» **ZADANIA DO WYKONANIA**:
a – Odpowiedz na podstawie wywiadu o spadku Sandecji:
(i) Po ilu latach Sandecja Nowy Sącz spadła na trzeci poziom rozgrywkowy?
(ii) Co klub zakładał przed startem ligi?
(iii) Ilu zmian trenera klub dokonał w czasie sezonu?
b – Wypisz z wywiadu o spadku Sandecji wszystko, co według prezesa robił każdy z trenerów, zanim dodaje, że efekt był podobny.

*** FRAGMENT ***

Fajnie na papierze

Taki jest sport. Ktoś musi spaść, ktoś awansuje. Przykro, że tym razem dotknęło to nas – mówi Miłosz Jańczyk, prezes Sandecji Nowy Sącz, która po 14 latach spadła na trzeci poziom rozgrywkowy.


Jak do tego doszło? Gdy przed sezonem rozmawiałem z trenerem Dariuszem Dudkiem, chciał włączyć się do gry o ekstraklasę. Po nim przyszło dwóch innych szkoleniowców i również nie dali rady.

Miłosz JAŃCZYK: – Przed startem ligi rzeczywiście zakładaliśmy walkę o czołową szóstkę i udział w barażach. Mieliśmy dobre warunki, dokonaliśmy kilku transferów i na papierze wszystko fajnie wyglądało. Czas pokazał, że to nie zawsze przekłada się na wynik, który potem osiąga się na boisku. Coś nie zagrało.


Czytaj także:


Nie udało się zawojować I ligi, ale żeby od razu spadać z niej z hukiem na trzy kolejki przed końcem?

Miłosz JAŃCZYK: – Taki jest sport. Ktoś musi spaść, ktoś awansuje. Przykro, że tym razem dotknęło to nas, ale trudno w tym wszystkim szukać logiki. Staraliśmy się zbudować zespół, który będzie w czubie tabeli, a niestety nie uzbieraliśmy odpowiedniej liczby punktów wystarczającej do utrzymania.

Wiele przyczyn

Przyczyn niepowodzenia na pewno jest wiele, można je długo analizować. Podjęliśmy już pierwsze kroki, by wyeliminować popełnione błędy. Zrobimy wszystko, by pokazać siłę i jak najszybciej wrócić na drugi szczebel.

Problem raczej nie leżał w trenerach. W czasie sezonu dokonaliście dwóch zmian, a każdy z trzech szkoleniowców ma średnią poniżej 1 punktu na mecz.

Miłosz JAŃCZYK: – Mam podobne spostrzeżenie. Każdy próbował odmienić oblicze zespołu, wniósł swoje pomysły, miał inną wizję, inaczej ustawiali drużynę, dawał szansę różnym zawodnikom, natomiast efekt był podobny.

*** ZAPISANE DANE ***

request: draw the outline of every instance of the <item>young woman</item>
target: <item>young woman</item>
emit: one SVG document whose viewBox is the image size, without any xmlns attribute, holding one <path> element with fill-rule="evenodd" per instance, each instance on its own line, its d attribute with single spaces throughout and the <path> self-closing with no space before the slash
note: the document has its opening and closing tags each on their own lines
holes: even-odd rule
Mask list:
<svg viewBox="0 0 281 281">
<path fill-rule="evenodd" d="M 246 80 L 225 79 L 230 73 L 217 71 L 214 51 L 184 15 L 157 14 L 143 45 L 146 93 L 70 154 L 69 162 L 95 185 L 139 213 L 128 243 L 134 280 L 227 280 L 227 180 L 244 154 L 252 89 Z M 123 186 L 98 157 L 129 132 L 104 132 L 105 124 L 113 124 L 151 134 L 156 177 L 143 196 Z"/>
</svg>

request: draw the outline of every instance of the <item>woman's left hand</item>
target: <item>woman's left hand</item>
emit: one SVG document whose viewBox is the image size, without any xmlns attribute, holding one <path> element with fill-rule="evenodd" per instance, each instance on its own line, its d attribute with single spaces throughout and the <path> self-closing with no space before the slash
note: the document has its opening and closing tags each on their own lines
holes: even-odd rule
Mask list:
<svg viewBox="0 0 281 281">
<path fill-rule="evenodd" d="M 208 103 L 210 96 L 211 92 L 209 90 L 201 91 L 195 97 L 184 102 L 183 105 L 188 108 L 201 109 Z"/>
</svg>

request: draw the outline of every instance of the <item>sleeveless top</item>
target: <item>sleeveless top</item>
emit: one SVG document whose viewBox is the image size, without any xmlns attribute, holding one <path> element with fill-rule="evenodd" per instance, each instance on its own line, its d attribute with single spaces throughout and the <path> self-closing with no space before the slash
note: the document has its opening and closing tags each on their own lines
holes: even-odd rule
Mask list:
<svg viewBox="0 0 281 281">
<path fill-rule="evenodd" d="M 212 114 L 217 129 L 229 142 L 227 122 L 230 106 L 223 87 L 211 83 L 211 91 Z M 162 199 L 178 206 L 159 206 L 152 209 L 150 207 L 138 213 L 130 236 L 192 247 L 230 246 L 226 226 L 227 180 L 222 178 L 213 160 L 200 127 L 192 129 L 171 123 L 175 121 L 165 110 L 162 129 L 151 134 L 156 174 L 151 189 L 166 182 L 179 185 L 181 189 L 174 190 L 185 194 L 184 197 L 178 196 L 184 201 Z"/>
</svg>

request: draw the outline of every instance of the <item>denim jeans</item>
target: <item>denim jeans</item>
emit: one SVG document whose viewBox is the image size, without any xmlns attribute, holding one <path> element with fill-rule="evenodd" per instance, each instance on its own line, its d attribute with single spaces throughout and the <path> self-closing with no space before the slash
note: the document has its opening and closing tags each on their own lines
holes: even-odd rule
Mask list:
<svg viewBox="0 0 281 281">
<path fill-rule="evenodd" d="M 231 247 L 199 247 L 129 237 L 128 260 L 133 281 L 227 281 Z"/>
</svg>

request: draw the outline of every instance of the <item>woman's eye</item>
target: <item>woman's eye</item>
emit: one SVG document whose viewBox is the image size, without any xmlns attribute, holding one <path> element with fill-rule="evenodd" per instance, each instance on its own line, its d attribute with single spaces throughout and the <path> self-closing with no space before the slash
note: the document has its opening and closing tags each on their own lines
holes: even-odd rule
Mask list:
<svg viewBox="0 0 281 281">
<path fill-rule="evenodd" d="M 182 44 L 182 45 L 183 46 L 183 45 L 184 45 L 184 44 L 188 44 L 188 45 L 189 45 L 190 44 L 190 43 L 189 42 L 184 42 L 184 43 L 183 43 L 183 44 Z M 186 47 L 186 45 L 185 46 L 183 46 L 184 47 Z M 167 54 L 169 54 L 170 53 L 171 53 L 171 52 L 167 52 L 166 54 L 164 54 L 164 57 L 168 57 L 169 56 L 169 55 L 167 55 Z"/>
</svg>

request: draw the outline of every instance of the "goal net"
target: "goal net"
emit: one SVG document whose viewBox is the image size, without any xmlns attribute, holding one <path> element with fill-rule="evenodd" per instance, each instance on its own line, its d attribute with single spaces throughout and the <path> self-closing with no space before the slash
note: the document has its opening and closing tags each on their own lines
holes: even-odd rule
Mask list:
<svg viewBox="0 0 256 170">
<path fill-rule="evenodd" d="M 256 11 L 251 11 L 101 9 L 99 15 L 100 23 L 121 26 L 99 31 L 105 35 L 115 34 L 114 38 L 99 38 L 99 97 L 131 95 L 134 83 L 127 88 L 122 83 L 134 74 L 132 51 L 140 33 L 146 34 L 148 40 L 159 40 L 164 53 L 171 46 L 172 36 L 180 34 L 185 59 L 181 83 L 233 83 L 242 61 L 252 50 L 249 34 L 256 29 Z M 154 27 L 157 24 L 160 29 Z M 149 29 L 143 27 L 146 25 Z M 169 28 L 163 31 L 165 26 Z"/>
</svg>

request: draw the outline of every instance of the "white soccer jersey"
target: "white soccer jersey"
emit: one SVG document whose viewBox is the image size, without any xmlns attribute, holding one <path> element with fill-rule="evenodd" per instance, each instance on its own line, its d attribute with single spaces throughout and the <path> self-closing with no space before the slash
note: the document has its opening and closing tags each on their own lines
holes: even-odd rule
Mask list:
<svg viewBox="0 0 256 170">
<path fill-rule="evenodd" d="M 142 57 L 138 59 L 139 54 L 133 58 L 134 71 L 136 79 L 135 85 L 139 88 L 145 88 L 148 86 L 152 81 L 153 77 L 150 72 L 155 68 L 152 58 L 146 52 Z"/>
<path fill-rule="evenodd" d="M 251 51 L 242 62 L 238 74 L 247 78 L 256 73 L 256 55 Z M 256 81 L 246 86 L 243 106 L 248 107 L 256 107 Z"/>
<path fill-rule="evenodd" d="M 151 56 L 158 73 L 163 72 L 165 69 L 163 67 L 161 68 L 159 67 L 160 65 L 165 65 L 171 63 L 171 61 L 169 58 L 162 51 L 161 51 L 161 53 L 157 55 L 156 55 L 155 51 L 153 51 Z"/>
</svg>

***

» **ROZWIĄZANIA PONIŻEJ**:
a –
(i) Po 14 latach.
(ii) Walkę o czołową szóstkę i udział w barażach.
(iii) Dwóch.

b –
- próbował odmienić oblicze zespołu
- wniósł swoje pomysły
- miał inną wizję
- inaczej ustawiali drużynę
- dawał szansę różnym zawodnikom